Below this task are records; return each one exactly and omit its images.

▬▬▬▬▬▬▬▬▬▬

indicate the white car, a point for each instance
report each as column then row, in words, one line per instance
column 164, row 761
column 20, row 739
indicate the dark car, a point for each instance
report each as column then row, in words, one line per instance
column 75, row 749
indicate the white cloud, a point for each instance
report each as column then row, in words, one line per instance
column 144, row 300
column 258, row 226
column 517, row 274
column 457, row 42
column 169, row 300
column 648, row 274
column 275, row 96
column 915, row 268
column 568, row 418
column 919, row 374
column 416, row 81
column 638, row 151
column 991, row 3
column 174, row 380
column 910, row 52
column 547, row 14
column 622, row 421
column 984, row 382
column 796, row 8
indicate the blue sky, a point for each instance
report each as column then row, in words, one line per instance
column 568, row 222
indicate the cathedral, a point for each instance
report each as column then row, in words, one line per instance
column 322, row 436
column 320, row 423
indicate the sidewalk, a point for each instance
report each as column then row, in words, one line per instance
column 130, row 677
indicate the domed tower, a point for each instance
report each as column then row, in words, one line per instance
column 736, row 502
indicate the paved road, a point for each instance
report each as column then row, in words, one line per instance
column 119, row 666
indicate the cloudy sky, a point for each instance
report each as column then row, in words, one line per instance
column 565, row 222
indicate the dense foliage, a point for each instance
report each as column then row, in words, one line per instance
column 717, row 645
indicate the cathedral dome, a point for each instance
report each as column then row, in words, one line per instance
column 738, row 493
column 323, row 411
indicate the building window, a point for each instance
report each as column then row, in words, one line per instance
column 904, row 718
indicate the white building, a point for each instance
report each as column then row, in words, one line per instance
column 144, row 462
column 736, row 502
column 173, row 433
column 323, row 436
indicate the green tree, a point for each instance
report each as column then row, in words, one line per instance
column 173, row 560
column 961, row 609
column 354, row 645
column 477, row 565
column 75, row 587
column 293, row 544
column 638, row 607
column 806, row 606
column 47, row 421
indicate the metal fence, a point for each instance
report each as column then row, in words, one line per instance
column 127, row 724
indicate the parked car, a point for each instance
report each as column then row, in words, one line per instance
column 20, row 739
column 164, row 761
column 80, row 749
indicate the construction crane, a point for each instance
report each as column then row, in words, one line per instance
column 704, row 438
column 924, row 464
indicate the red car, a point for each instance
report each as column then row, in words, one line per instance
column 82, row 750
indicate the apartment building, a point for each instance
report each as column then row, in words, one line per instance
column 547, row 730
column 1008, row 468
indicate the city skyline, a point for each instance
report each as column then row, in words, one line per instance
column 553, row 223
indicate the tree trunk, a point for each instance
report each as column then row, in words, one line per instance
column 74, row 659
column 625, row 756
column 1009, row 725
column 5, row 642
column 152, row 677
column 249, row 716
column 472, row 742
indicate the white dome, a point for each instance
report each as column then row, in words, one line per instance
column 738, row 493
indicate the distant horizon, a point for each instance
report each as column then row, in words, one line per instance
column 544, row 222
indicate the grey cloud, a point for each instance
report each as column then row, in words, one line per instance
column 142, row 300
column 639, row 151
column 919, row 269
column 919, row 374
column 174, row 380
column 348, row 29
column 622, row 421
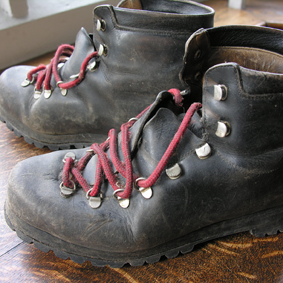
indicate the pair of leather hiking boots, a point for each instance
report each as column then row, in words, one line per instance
column 196, row 164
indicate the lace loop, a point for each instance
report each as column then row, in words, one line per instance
column 43, row 74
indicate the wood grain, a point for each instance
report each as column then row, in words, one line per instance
column 237, row 258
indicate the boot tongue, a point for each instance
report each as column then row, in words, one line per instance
column 195, row 59
column 83, row 47
column 157, row 128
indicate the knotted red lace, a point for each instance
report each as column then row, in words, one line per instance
column 43, row 74
column 103, row 166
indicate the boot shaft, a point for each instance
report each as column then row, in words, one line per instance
column 148, row 40
column 242, row 99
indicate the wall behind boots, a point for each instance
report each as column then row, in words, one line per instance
column 29, row 28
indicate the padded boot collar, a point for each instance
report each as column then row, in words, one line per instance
column 201, row 46
column 157, row 16
column 83, row 47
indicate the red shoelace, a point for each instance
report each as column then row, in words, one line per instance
column 72, row 171
column 42, row 74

▬▬▬▬▬▬▬▬▬▬

▶ **THE COMPLETED TASK**
indicate the white car, a point for each instance
report each as column then row, in words, one line per instance
column 164, row 761
column 20, row 739
indicate the dark car, a point for each instance
report each as column then row, in words, one line per instance
column 75, row 749
indicate the white cloud, a point for each instance
report each as column then row, in words, one line per instance
column 144, row 300
column 258, row 226
column 517, row 274
column 457, row 42
column 169, row 300
column 648, row 274
column 275, row 96
column 915, row 268
column 568, row 418
column 919, row 374
column 416, row 81
column 638, row 151
column 991, row 3
column 174, row 380
column 910, row 52
column 547, row 14
column 622, row 421
column 984, row 382
column 796, row 8
indicate the blue sky, a point for each instance
report each as column then row, in words, one line per instance
column 568, row 222
indicate the cathedral, a point for each instance
report each as column then row, in words, one line per instance
column 322, row 436
column 320, row 423
indicate the sidewalk, a point for each instance
report each as column then row, in words, one line per instance
column 130, row 677
indicate the domed tower, a point for each instance
report each as column then row, in words, one line per instance
column 736, row 502
indicate the paved road, a point for each instance
report each as column then row, in words, one line per instance
column 119, row 666
indicate the cloudy sky, a point for each instance
report each as column then row, in words, one line per instance
column 565, row 222
indicate the dense foliage, a point for each instance
report each as column then row, in words, one line per instance
column 717, row 645
indicate the cathedral dome, a point for each instance
report each as column then row, in words, one line per instance
column 738, row 493
column 323, row 411
indicate the building window, a point for each instance
report each as column then row, in words, one line per instance
column 904, row 718
indicate the white building, a point for each instance
report each as column then row, in words, one line per instance
column 144, row 462
column 736, row 502
column 173, row 433
column 323, row 436
indicate the green tree, a point for each instance
report each as column then row, in words, one line per instance
column 173, row 560
column 961, row 609
column 354, row 645
column 477, row 565
column 75, row 587
column 293, row 544
column 638, row 607
column 806, row 606
column 47, row 421
indicate the metal fence, a point for each instance
report each as column then row, in words, one line per instance
column 127, row 724
indicate the parked car, a point for each instance
report each as column then row, in words, one line per instance
column 20, row 739
column 164, row 761
column 80, row 749
indicate the construction crane, a point for each instance
report each as column then row, in words, one line per instance
column 704, row 438
column 924, row 464
indicate the red car, a point for each instance
report each as column then row, in words, one line per instance
column 82, row 750
indicate the apartment building, a point for each instance
report each as column then row, in words, one line per instance
column 547, row 730
column 1008, row 468
indicate the city skyline, a point for each instance
report each as column then row, in words, one line per instance
column 553, row 223
indicate the tree trunk, a point for each instance
report each as column then row, in words, one line per instance
column 74, row 659
column 625, row 756
column 1009, row 725
column 5, row 642
column 152, row 677
column 249, row 716
column 472, row 742
indicate the white dome, a point for each instance
report each as column then row, in words, one line per instance
column 738, row 493
indicate the distant horizon, a point for each instance
report each as column then row, in words, one line per instance
column 544, row 222
indicate the grey cloud, a point for each instance
report each as column then row, in words, one line per instance
column 142, row 300
column 639, row 151
column 919, row 269
column 919, row 374
column 174, row 380
column 348, row 29
column 622, row 421
indicate the pair of leather hiking boots, a point for each instance
report each as column then row, in words, one line per instance
column 196, row 164
indicate the lace loop, a point for each instance
report each as column then row, in words, one line per instance
column 43, row 74
indicate the wood grain, a point for each instance
report each as column then row, in words, one line per instance
column 237, row 258
indicate the boot tongue, a point for each instance
report each as column then row, in words, one line per instance
column 195, row 59
column 83, row 47
column 157, row 128
indicate the knotted red lace, a point for each instance
report each as column then row, in words, one line per instance
column 43, row 74
column 103, row 166
indicate the boot shaft, a point for each instance
report each as column then row, in words, one line per instance
column 148, row 40
column 242, row 99
indicate the wall behind boots, a point for each instance
report each as column then row, in words, one line per instance
column 29, row 28
indicate the padded boot collar, a point for each instance
report each as column then row, in words, one line per instance
column 201, row 46
column 157, row 16
column 83, row 47
indicate the red shoelace, a point for each instance
report each as column then row, in words, one line per instance
column 72, row 171
column 42, row 74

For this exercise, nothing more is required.